*EXERCISE DATA:*
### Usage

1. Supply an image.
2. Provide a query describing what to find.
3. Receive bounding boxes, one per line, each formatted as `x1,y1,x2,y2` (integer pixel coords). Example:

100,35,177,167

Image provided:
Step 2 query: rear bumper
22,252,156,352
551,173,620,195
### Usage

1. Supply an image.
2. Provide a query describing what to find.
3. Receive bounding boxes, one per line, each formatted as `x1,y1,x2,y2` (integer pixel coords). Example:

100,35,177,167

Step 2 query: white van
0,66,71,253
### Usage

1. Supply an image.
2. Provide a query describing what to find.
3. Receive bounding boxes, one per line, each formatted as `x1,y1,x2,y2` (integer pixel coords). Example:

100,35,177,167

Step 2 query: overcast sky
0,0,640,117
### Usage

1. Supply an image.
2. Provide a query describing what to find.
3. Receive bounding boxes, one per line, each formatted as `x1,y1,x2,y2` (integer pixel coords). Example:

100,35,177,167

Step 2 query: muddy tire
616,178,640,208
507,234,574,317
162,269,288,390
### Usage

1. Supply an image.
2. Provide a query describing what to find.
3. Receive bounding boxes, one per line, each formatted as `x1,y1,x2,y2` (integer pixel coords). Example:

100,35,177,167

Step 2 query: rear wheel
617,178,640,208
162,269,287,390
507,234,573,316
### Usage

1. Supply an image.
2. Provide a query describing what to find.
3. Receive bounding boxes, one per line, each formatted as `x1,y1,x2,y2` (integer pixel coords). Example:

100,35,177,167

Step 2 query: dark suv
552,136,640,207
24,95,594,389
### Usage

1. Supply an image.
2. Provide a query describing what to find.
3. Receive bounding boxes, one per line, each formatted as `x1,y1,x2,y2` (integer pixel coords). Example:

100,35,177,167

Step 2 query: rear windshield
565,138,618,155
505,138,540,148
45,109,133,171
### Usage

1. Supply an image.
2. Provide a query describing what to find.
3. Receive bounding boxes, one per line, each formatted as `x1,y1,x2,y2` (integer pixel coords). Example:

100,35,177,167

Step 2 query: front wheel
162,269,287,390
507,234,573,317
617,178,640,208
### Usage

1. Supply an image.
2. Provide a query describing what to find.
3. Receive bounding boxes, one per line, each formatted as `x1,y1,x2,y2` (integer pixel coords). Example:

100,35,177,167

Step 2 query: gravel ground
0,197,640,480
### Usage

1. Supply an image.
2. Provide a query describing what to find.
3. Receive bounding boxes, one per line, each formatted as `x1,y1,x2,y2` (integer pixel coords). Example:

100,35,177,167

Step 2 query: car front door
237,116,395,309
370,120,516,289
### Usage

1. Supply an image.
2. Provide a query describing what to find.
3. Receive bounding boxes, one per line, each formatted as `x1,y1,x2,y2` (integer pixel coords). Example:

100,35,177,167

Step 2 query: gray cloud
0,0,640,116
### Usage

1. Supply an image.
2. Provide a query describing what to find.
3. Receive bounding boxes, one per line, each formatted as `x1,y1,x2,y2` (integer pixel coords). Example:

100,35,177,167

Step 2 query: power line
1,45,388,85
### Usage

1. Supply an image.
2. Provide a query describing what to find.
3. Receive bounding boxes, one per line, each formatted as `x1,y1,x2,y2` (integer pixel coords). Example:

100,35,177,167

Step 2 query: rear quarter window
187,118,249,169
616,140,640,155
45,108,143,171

*TASK PROMPT:* Reproduce every one of the records above line for line, with nothing changed.

*OUTPUT:*
### Usage

1. Supply an image.
2. Provide a query describing what to find.
3. Receive bounding boxes, one per line, each formatted as `x1,y1,x2,y2` (integer pixel coords). Example:

100,35,177,167

Image provided:
Step 2 query: rear bumper
22,252,156,352
551,173,620,195
### Usage

1. Supply an image.
2. Provide a query describing what to find.
3. Receive bounding boxes, one per line, each formatted as `x1,y1,x2,y2` (integer pixel coords). Example:

100,35,177,167

Step 2 query: white van
0,66,71,253
### Usage

1. Supply an image.
2. Provide a query describing what to find.
3. Receive bounding boxes, one per line, each formatted as `x1,y1,x2,y2` (integer pixel coords). Example:

100,35,177,167

Step 2 query: overcast sky
0,0,640,117
### Usage

1. Supply an image.
2. Provide a query describing what to find.
3. Receive bounding boxes, one per line, each formatted as `x1,y1,x2,y2` (integer pixel coords). Example:

100,35,177,167

Step 2 query: muddy tire
616,178,640,208
507,234,574,317
162,269,288,390
### Usage

1. Supply an image.
2. Provide a query describing what to find.
3. Receive bounding boxes, one per line, each formatted as `x1,y1,x2,y2` (integer pixel coords). Example:

100,35,177,167

Step 2 query: rear wheel
617,178,640,208
162,269,287,390
507,234,573,316
### Usage

1. Supply an image.
2. Provide a query describing what to find.
3. Receive bounding boxes, one per line, each formatted as `x1,y1,x2,y2` (integer pixel coords). Example:

100,35,177,167

Step 2 query: dark suv
552,136,640,207
24,95,594,389
### Usage

1. Supply an image.
2. Provide a query describing what to find.
3. Receive bounding boxes, one per line, each formatted as `x1,y1,x2,y2` (integer pixel coords). Example:

100,35,177,167

Step 2 query: rear windshield
565,138,618,155
505,138,540,148
45,109,133,171
### Usage

1. Supply an image.
2. Provide a query describing what to find.
3. Receive bounding boxes, one per line, each formatted as `x1,y1,x2,y2` (integer pixel coords). Example:

100,35,177,167

Step 2 query: front wheel
162,269,287,390
507,234,573,317
617,178,640,208
### Usage

1. Supply an image.
2. Provide a query describing what to find.
3. Receive bounding boxes, one per line, each formatted as `x1,y1,x2,y2` (integer pixel coords). Example:

100,35,177,167

Step 2 query: gravel ground
0,197,640,480
### Usage

1. Supply an image.
2. Provide a query describing what to find.
3. Receive bounding boxes, one per line, each formatted as `x1,y1,x2,y2` (integer pixel coords). Example:

100,35,177,167

Step 2 query: car front door
237,116,395,309
370,120,516,289
### Usage

1. Supply an image.
2. Provide a query describing what to find.
3. Receive bounding boxes, one per line, each formatted as `x1,y1,x2,y2` (integer pixel coords). Example:

100,35,177,167

Step 2 query: gray cloud
0,0,640,116
### Usage

1. Supply an image.
2. Provide a query describing what to find.
3. Receive bounding boxes, one per line, each formatted as `x1,y1,x2,y2` (integer pixel coords). Example:

100,35,177,167

Step 2 query: power line
1,45,388,85
### Usage

1. Supply an image.
2. Provide a query describing what to find.
3. Receive bounding boxes, one per line, each formatted as `x1,y1,x2,y2` (integer pixel coords). Example:

100,35,177,167

Step 2 query: rear quarter window
187,118,249,169
616,140,640,155
45,108,143,171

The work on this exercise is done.